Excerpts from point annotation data
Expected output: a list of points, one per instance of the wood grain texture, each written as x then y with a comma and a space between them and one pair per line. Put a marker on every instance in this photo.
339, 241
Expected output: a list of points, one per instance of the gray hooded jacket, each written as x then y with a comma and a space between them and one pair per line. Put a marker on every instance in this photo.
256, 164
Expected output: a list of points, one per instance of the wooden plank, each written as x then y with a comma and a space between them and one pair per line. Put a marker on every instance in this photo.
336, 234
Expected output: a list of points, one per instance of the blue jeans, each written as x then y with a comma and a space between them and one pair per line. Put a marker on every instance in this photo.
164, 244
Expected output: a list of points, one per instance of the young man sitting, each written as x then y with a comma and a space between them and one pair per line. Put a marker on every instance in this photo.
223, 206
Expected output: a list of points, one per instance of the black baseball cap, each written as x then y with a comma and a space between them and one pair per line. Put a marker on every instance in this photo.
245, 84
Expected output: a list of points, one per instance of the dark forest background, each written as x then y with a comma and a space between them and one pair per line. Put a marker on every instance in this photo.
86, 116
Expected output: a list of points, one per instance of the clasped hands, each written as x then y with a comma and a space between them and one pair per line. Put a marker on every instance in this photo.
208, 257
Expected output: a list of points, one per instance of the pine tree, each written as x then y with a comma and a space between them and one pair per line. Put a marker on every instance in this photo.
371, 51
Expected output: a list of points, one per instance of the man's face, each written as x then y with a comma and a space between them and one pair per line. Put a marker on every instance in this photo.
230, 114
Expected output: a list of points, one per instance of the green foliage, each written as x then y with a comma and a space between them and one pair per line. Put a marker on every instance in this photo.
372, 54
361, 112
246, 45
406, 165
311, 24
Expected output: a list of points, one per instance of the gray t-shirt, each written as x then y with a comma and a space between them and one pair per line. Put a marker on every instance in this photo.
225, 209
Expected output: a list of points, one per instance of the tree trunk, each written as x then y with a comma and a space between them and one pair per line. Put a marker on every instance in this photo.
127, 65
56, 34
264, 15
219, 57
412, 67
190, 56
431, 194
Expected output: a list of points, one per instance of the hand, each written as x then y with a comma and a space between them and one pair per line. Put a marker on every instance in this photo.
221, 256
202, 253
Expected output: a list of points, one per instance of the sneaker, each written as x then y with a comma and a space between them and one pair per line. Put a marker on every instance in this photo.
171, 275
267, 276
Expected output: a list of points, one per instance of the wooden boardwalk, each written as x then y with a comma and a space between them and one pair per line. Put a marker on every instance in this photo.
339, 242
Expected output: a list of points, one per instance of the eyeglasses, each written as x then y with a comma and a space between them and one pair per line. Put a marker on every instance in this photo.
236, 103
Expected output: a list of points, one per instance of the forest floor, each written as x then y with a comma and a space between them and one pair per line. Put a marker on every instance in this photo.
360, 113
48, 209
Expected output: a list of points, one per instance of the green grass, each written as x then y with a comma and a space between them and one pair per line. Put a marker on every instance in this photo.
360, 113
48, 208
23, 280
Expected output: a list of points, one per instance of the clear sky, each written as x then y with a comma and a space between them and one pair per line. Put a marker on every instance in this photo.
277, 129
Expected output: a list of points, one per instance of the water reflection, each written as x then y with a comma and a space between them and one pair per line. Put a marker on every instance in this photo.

Given instruction – Lay out the lines of the listing above, from the line containing "of the forest" through the end of the listing, as a Markdown table with the columns "Row" and "Line". Leave out blank lines.

Answer to this problem –
| Row | Line |
|---|---|
| 1 | Expected output: a list of points, one per instance of the forest floor, each written as x then y with a comma and a space between them and one pair per line. Put a marker on every instance in this photo. |
| 2 | 360, 113 |
| 3 | 48, 209 |
| 4 | Expected output: a list of points, one per instance of the green grass, each written as x then y with a comma and a space between them and one pair per line. Put a marker on every instance in this photo. |
| 5 | 360, 113 |
| 6 | 48, 208 |
| 7 | 23, 280 |
| 8 | Expected output: a list of points, one per instance of the clear sky, each written as x then y with a comma and a space between them and one pair per line. Put a marker on every instance in this photo. |
| 9 | 277, 129 |
| 10 | Expected output: a list of points, one per instance of the water reflection, each written as x then y with a comma and a space between them and one pair per line. Put a marker on every instance in this photo. |